• Supplied passage
[start]
Jason Saab (born 8 October 2000) is an Australian professional rugby league footballer who plays as a er for the Manly-Warringah Sea Eagles in the NRL.

He previously played for the St. George Illawarra Dragons in the National Rugby League.

Background
Saab was born in Newtown, New South Wales, and is of Nigerian and Indigenous Australian descent. Saab's step-father is Lebanese, hence his surname. 

Saab played his junior rugby league for the Merrylands Rams and for Parramatta City Titans. 

Saab attended Westfields Sports High School. and graduated in 2018.
 
In 2018, Saab was picked for the Australian Schoolboys rugby league team and represented Australia in London, United Kingdom

Career

2019
Saab made his first grade debut in Round 19 of the 2019 NRL season for the St. George Illawarra Dragons against South Sydney, starting on the wing and scoring two tries in their 20–16 loss in the last minute due to Campbell Graham try at ANZ Stadium.

2020
In August 2020, Sporting News reported that Saab had sought an early release from his contract due to the traveling distance between Wollongong and his home in Western Sydney. However, St. George Illawarra refused this request unless the club would be compensated either by cash or player transfer. In September, there was speculation that Saab would be joining the Manly-Warringah Sea Eagles as a trade for St. George junior Reuben Garrick.

Saab made only four appearances for St. George in the 2020 NRL season as the club finished 13th on the table.

On 26 November 2020, Saab was granted a release from his contract with St. George and shortly thereafter signed a three-year deal with Manly-Warringah.

2021
In round 1 of the 2021 NRL season, Saab made his debut for Manly-Warringah in the club's 46-4 loss against the Sydney Roosters.
In round 6 of the 2021 NRL season, he scored two tries in Manly's 36-0 victory over the Gold Coast.

In round 9 of the 2021 NRL season, Saab scored a hat-trick in Manly's 38-32 victory over New Zealand Warriors.
[end]
• Requirement 1
Retype everything in the Jason Saab profile from "Saab made only" down to "the Gold Coast.".
• Requirement 2
Summarize the Jason Saab profile in two sentences.
Answer from the Jason Saab profile alone.

• Information given
[start]
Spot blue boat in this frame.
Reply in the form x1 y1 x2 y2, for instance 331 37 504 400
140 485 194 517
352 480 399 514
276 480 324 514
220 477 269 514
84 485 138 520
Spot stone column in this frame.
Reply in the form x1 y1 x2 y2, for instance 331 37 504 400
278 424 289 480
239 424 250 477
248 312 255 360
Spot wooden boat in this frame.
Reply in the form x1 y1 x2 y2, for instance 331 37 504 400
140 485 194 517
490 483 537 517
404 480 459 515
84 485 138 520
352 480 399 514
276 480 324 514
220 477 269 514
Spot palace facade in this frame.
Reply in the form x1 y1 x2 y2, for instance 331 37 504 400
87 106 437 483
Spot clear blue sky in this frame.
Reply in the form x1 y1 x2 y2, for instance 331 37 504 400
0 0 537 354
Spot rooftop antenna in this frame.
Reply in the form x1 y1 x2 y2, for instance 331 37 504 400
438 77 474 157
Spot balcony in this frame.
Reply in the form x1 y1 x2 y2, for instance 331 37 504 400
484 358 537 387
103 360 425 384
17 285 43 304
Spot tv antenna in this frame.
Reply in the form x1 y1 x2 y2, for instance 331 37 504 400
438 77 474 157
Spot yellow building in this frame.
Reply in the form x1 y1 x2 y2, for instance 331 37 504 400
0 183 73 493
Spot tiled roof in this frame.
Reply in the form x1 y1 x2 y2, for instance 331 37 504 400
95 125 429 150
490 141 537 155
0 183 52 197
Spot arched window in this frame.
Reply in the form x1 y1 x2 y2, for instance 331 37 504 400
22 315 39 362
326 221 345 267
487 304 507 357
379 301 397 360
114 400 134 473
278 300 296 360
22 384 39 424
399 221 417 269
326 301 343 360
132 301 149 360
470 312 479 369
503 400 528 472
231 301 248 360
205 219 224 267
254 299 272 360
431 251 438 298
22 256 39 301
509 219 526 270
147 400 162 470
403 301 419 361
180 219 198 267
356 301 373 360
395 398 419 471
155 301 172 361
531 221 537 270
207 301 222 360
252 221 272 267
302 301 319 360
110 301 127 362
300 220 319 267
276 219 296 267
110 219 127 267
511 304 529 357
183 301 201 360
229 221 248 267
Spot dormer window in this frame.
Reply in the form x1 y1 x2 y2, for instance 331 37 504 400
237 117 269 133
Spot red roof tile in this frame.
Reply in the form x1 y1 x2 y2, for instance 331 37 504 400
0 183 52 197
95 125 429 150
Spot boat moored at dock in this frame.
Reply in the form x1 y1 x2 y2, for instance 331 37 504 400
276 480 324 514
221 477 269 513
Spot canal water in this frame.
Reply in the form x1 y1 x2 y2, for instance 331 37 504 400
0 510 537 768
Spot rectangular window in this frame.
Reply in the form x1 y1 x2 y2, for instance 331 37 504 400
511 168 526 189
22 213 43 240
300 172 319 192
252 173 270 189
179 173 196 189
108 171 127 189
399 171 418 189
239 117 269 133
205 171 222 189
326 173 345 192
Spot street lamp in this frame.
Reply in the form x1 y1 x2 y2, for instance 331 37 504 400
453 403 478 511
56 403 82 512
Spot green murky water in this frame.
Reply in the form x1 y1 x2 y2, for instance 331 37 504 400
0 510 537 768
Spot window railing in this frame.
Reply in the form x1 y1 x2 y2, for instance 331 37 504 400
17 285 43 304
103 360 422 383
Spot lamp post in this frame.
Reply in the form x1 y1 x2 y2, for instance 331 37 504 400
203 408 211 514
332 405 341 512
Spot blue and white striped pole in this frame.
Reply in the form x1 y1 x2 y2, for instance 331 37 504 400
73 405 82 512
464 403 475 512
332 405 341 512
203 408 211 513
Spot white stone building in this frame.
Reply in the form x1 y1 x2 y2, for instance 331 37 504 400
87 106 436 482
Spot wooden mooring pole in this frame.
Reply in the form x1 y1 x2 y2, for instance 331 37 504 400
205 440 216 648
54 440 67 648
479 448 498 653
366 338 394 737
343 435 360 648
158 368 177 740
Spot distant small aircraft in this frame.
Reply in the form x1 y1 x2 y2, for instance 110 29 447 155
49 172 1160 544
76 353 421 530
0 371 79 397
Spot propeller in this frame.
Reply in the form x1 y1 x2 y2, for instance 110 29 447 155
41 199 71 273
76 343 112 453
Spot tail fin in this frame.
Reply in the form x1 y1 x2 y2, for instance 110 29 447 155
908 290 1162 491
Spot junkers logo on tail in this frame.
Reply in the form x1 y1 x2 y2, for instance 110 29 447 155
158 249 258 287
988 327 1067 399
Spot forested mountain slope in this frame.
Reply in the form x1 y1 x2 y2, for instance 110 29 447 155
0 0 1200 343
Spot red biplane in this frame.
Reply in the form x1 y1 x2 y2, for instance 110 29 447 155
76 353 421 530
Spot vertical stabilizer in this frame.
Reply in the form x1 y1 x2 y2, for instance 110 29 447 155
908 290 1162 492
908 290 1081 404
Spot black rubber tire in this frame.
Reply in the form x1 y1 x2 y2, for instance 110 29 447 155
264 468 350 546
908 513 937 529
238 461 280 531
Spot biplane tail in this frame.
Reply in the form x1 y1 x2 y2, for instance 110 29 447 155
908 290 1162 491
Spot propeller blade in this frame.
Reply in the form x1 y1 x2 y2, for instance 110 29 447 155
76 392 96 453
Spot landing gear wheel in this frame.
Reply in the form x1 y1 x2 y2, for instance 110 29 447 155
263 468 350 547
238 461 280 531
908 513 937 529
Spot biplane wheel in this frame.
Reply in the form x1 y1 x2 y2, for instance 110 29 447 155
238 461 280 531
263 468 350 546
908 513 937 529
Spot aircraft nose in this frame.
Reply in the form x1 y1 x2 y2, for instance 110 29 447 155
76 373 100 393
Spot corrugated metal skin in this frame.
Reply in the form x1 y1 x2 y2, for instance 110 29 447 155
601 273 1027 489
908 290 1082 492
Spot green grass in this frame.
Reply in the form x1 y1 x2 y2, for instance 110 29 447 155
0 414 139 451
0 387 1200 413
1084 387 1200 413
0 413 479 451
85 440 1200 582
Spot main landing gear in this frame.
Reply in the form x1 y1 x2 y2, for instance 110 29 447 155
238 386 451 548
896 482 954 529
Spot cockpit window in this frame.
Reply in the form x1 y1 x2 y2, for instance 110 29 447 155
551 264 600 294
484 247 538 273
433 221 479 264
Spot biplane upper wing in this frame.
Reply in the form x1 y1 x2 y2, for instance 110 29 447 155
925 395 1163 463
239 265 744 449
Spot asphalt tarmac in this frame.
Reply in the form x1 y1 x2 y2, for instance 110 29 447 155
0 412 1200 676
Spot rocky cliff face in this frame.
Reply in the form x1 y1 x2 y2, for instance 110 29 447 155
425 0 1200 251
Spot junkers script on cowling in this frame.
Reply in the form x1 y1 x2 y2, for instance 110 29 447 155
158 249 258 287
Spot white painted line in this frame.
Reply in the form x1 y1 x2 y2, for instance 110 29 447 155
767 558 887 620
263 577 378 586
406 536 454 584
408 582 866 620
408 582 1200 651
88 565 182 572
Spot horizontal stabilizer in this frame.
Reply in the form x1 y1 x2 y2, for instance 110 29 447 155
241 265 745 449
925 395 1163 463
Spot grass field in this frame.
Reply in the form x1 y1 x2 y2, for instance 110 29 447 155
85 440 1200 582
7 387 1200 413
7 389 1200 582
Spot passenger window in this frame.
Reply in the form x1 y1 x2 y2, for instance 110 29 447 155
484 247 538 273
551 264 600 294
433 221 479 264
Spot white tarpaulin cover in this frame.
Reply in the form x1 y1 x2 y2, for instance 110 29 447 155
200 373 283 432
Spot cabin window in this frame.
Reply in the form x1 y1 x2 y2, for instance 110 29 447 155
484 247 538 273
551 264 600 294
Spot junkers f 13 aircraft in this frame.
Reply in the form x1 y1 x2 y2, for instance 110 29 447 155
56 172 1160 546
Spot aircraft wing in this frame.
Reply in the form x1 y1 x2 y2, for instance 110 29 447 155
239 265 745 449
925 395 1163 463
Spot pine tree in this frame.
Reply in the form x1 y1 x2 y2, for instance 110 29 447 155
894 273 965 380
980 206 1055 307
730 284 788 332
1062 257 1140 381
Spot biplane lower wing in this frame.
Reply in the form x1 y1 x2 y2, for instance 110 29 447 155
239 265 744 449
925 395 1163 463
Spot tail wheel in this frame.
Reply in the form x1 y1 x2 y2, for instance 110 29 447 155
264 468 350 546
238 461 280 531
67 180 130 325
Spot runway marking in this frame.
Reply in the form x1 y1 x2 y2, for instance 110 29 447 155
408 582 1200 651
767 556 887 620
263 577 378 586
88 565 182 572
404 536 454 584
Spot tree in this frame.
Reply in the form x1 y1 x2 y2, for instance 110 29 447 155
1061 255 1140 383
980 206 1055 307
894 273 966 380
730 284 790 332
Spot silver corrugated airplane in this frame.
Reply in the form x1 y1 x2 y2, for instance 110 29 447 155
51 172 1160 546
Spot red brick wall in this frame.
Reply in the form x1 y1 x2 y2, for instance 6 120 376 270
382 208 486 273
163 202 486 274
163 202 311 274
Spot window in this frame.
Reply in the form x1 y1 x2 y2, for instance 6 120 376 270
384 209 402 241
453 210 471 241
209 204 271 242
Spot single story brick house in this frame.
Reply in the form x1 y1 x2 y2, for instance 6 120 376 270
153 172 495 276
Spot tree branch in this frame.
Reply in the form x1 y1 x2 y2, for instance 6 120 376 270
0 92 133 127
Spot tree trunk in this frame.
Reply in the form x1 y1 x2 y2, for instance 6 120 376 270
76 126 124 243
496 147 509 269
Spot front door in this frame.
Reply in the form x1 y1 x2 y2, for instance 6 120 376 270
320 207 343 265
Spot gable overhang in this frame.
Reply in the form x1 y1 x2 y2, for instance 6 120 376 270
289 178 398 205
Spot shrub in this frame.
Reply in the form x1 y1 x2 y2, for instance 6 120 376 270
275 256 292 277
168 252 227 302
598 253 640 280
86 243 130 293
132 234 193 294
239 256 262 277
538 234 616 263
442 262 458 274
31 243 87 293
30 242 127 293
[end]
• Complete answer 1
Saab made only four appearances for St. George in the 2020 NRL season as the club finished 13th on the table.

On 26 November 2020, Saab was granted a release from his contract with St. George and shortly thereafter signed a three-year deal with Manly-Warringah.

2021
In round 1 of the 2021 NRL season, Saab made his debut for Manly-Warringah in the club's 46-4 loss against the Sydney Roosters.
In round 6 of the 2021 NRL season, he scored two tries in Manly's 36-0 victory over the Gold Coast.

• Complete answer 2
Jason Saab, born 8 October 2000, is an Australian professional rugby league footballer who plays for the Manly-Warringah Sea Eagles in the NRL and previously played for the St. George Illawarra Dragons. He made his first grade debut for St. George Illawarra in Round 19 of the 2019 NRL season, and on 26 November 2020 he was granted a release from his contract and signed a three-year deal with Manly-Warringah.